(Image point annotation entries)

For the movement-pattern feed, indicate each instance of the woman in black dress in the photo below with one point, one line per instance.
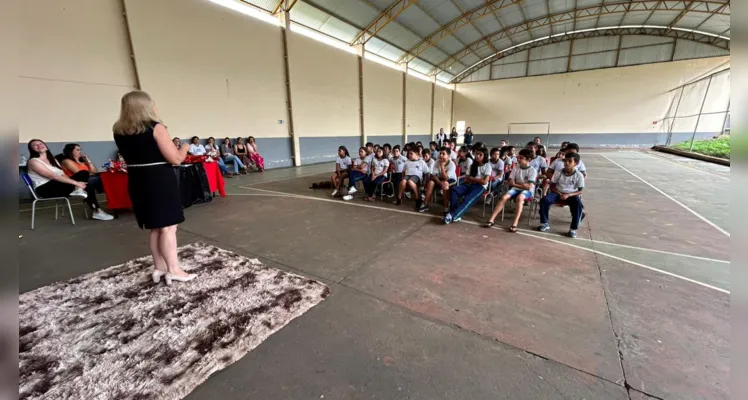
(149, 152)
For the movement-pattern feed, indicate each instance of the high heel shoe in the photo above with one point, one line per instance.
(169, 278)
(157, 274)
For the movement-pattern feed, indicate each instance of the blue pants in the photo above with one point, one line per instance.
(237, 163)
(574, 203)
(371, 185)
(354, 177)
(471, 193)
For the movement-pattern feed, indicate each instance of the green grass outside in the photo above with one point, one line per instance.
(719, 147)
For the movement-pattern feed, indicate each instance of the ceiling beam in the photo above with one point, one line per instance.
(710, 7)
(661, 31)
(384, 18)
(449, 28)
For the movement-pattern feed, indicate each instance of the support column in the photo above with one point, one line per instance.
(433, 93)
(131, 48)
(404, 125)
(362, 131)
(285, 19)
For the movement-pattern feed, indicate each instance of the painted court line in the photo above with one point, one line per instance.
(634, 247)
(674, 200)
(633, 263)
(477, 224)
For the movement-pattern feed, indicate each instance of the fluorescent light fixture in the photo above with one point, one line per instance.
(383, 61)
(321, 37)
(247, 10)
(418, 75)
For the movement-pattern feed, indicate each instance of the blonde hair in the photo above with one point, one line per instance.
(136, 114)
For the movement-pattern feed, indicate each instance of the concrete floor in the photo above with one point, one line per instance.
(636, 308)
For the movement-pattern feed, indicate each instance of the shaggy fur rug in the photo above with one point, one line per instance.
(114, 334)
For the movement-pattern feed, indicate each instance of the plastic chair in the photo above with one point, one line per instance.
(27, 181)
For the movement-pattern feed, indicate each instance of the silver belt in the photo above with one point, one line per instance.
(146, 165)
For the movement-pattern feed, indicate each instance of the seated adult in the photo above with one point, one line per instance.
(196, 149)
(49, 180)
(78, 167)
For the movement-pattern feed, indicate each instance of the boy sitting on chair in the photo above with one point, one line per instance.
(521, 186)
(566, 187)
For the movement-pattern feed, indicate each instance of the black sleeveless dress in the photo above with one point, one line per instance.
(153, 189)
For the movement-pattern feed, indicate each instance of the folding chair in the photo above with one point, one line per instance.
(27, 181)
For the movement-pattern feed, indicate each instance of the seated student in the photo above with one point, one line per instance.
(442, 177)
(464, 160)
(538, 162)
(521, 187)
(359, 171)
(412, 174)
(398, 160)
(379, 168)
(342, 169)
(434, 149)
(387, 149)
(471, 189)
(497, 169)
(566, 187)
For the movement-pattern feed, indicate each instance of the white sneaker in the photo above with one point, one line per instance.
(102, 216)
(78, 192)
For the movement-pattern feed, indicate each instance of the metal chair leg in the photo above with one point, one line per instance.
(33, 213)
(71, 211)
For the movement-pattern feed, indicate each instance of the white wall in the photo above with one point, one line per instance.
(74, 68)
(383, 100)
(616, 100)
(211, 71)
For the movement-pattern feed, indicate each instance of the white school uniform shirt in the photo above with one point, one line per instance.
(525, 175)
(344, 162)
(380, 165)
(399, 163)
(417, 168)
(451, 170)
(465, 165)
(538, 162)
(358, 161)
(497, 169)
(558, 165)
(568, 183)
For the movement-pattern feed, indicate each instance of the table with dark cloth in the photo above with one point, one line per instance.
(197, 183)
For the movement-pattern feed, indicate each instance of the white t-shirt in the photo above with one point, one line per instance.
(417, 168)
(524, 175)
(497, 169)
(484, 170)
(344, 162)
(465, 165)
(568, 183)
(197, 149)
(558, 165)
(358, 161)
(450, 169)
(538, 163)
(399, 163)
(380, 165)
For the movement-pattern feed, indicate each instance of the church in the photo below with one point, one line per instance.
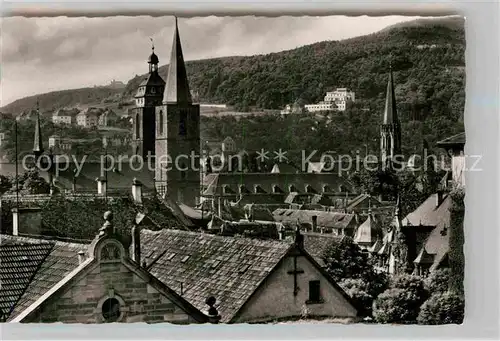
(166, 128)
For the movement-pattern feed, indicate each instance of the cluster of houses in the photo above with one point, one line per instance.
(334, 101)
(87, 118)
(190, 246)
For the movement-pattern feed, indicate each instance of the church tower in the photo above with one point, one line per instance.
(390, 130)
(178, 134)
(148, 96)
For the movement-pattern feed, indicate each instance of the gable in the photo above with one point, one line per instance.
(275, 299)
(110, 288)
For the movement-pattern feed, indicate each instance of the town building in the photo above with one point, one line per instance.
(390, 130)
(178, 134)
(341, 95)
(65, 116)
(321, 106)
(100, 282)
(108, 118)
(149, 95)
(254, 281)
(88, 117)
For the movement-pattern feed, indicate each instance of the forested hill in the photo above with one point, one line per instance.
(427, 57)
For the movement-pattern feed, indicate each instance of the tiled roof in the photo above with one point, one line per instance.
(317, 182)
(55, 259)
(228, 268)
(317, 243)
(427, 214)
(455, 140)
(77, 216)
(333, 220)
(369, 231)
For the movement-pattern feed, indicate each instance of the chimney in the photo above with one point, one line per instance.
(213, 313)
(15, 221)
(299, 238)
(26, 221)
(81, 257)
(136, 238)
(137, 191)
(439, 198)
(101, 186)
(315, 223)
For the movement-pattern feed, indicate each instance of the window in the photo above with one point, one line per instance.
(111, 310)
(160, 122)
(182, 123)
(314, 292)
(137, 127)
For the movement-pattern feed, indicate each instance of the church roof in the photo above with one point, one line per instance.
(457, 140)
(390, 113)
(151, 79)
(369, 231)
(334, 220)
(177, 89)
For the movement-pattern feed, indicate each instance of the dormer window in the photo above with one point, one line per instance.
(309, 189)
(258, 189)
(277, 189)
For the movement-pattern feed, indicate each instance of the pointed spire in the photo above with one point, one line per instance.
(390, 114)
(37, 144)
(177, 87)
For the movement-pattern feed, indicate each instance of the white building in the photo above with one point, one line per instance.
(321, 106)
(88, 118)
(65, 116)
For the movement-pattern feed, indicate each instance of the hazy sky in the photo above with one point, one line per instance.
(45, 54)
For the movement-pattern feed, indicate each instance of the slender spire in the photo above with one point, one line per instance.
(37, 144)
(390, 114)
(177, 88)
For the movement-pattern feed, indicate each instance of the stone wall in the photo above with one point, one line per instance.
(81, 301)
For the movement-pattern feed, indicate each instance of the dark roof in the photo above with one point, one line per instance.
(369, 231)
(228, 268)
(316, 244)
(18, 265)
(152, 78)
(457, 140)
(77, 216)
(427, 214)
(177, 90)
(390, 112)
(50, 262)
(327, 219)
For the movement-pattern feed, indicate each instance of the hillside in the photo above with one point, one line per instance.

Exercise directions. Quote all of the material above word for word, leaving out the pictures.

Full response.
For the movement-pattern feed, indicate each instance of the woman in black dress in the photo below with one point, one line per instance.
(149, 152)
For the movement-pattern feed, indicate each instance of the high heel shoe in the photo above with one point, one line per instance.
(169, 278)
(157, 274)
For the movement-pattern feed, indicate each instance of the blue pants in the photo above with one point, one line per instance.
(237, 163)
(574, 203)
(371, 185)
(354, 177)
(471, 193)
For the movement-pattern feed, indicate each instance of the green grass outside in the photo above with one point, one line per instance.
(719, 147)
For the movement-pattern feed, indicate each instance of the ceiling beam in the photo above with one point, one line per instance.
(710, 7)
(661, 31)
(384, 18)
(449, 28)
For the movement-pattern feed, indicate each instance of the support column in the photo above with one point, one line per instance.
(433, 93)
(131, 48)
(404, 125)
(362, 131)
(285, 19)
For the movement-pattern feed, indicate each instance of the painted court line in the photo above with one point, one line per instance.
(634, 247)
(674, 200)
(633, 263)
(477, 224)
For the movement-pattern feed, indicate each instance of the fluorescent light fixture in the photo above with one point, one line per instance.
(383, 61)
(321, 37)
(247, 10)
(418, 75)
For the movement-pattern feed, indicate each instance of the blonde hair in the photo above with one point, one line per instance.
(136, 114)
For the movement-pattern feed, indicate each instance of the concrete floor in the photo above with one point, one line per instance.
(636, 308)
For the movement-pattern feed, indicate each instance of the shaggy fur rug in the photo above with one point, one line per instance.
(114, 334)
For the movement-pattern feed, indicate each instance of the plastic chair in the photo above with one point, one line per instance.
(27, 181)
For the movement-pattern feed, indicate each instance of the silver belt in the photo above with one point, one line per instance.
(146, 165)
For the movement-pattern feed, indicate each instance of the seated adult in the photo above with one point, one line per instance.
(196, 149)
(49, 180)
(78, 167)
For the movement-pattern feed, indicate each instance of the boy sitting on chair in the photo above with one point, one line per instance.
(521, 186)
(566, 187)
For the movement-pattern feed, indicate each instance of the black sleeveless dress in the photo above with one point, one line per instance.
(153, 189)
For the movement-pattern feed, indicate each instance of the folding chair in the photo above with one point, one line per instance.
(27, 181)
For the movement-pattern feed, indicate each instance of the seated student in the photo above with one point, one line per instance.
(442, 177)
(464, 160)
(538, 162)
(521, 187)
(359, 171)
(412, 174)
(398, 160)
(379, 168)
(342, 169)
(434, 149)
(387, 149)
(471, 189)
(497, 169)
(566, 187)
For the movement-pattern feed, indicate each instance of the white sneaker in the photo above with one point, one line per instance.
(102, 216)
(78, 192)
For the movement-pattern feed, indicate each instance of the metal chair leg in the photo above with one point, one line per instance.
(33, 213)
(71, 211)
For the movement-pattern feed, indicate each instance of the white wall in the photo above with one point, one line per instance.
(74, 68)
(383, 100)
(616, 100)
(211, 71)
For the movement-pattern feed, indicate each instance of the white school uniform shirt in the photo above with one point, one line per instance.
(525, 175)
(344, 162)
(380, 165)
(399, 163)
(417, 168)
(451, 170)
(465, 165)
(538, 162)
(358, 161)
(497, 169)
(558, 165)
(568, 183)
For the movement-pattern feed, indicate each instance of the table with dark cloth in the photo above with one point, one line per instance.
(197, 183)
For the movement-pattern feed, indicate each instance of the white t-shirt in the photo above with one point, one line per instance.
(417, 168)
(524, 175)
(497, 169)
(484, 170)
(344, 162)
(465, 165)
(568, 183)
(197, 149)
(558, 165)
(358, 161)
(450, 169)
(538, 163)
(399, 163)
(380, 165)
For the movement-pattern feed, indicate each instance of the church in the photo below with one point, one line per instance.
(166, 128)
For the movement-pattern feed, indicate each instance of the cluster of houses in the photo above with one point, one line per instance.
(334, 101)
(87, 118)
(190, 246)
For the movement-pattern feed, indicate each instance of the church tower in the photo above with one point, one line per instance.
(390, 130)
(178, 134)
(148, 96)
For the movement-pattern feed, indicate each instance of the gable in the photo above with one point, one line per instance.
(275, 299)
(110, 288)
For the movement-pattern feed, indicate each instance of the town building in the photo above with one point, one line per instance.
(390, 130)
(178, 134)
(341, 95)
(65, 116)
(321, 106)
(100, 282)
(108, 118)
(149, 95)
(254, 281)
(88, 117)
For the movement-pattern feed, indicate each instance of the forested hill in the photo above with one point, one line per instance.
(427, 57)
For the movement-pattern feed, indicate each instance of the tiled roof in the photo above with one point, one line per instance.
(317, 182)
(55, 259)
(228, 268)
(317, 243)
(427, 214)
(455, 140)
(77, 216)
(333, 220)
(369, 231)
For the movement-pattern feed, indicate each instance of the chimney in the photo above with one point, one line per instance.
(213, 313)
(15, 221)
(299, 238)
(26, 221)
(81, 257)
(136, 238)
(137, 191)
(439, 198)
(101, 186)
(315, 223)
For the movement-pattern feed, indicate each instance of the window in the photo above with one point, one line per instance.
(111, 310)
(160, 122)
(182, 123)
(314, 292)
(137, 127)
For the movement-pattern feed, indicate each instance of the church roof in the photo above with one point, one line per instance.
(457, 140)
(390, 113)
(151, 79)
(369, 231)
(334, 220)
(177, 89)
For the movement-pattern feed, indicate each instance of the dormer window in the photo above with one point, one line per instance.
(309, 189)
(258, 189)
(277, 189)
For the movement-pattern feed, indicate each instance of the pointed spire in the photo above with one point, one line per instance.
(390, 114)
(37, 144)
(177, 87)
For the movement-pattern feed, indicate each instance of the white building in the photo above with one point, one line per instance.
(321, 106)
(88, 118)
(65, 116)
For the movement-pattern feed, indicate each instance of the hazy sky in the photo above with one point, one line per instance.
(45, 54)
For the movement-pattern feed, indicate each instance of the slender spire in the photo above with one point, one line per instance.
(37, 144)
(390, 114)
(177, 88)
For the movement-pattern feed, indicate each instance of the stone wall in the photo above with one point, one line per instance.
(81, 301)
For the movement-pattern feed, indicate each instance of the dark roof in the photo above with one point, one line per instance.
(369, 231)
(228, 268)
(316, 244)
(18, 265)
(152, 78)
(457, 140)
(77, 216)
(427, 214)
(177, 90)
(390, 112)
(50, 262)
(327, 219)
For the movement-pattern feed, indicate each instance of the hillside in the photo above with one point, one line per instance.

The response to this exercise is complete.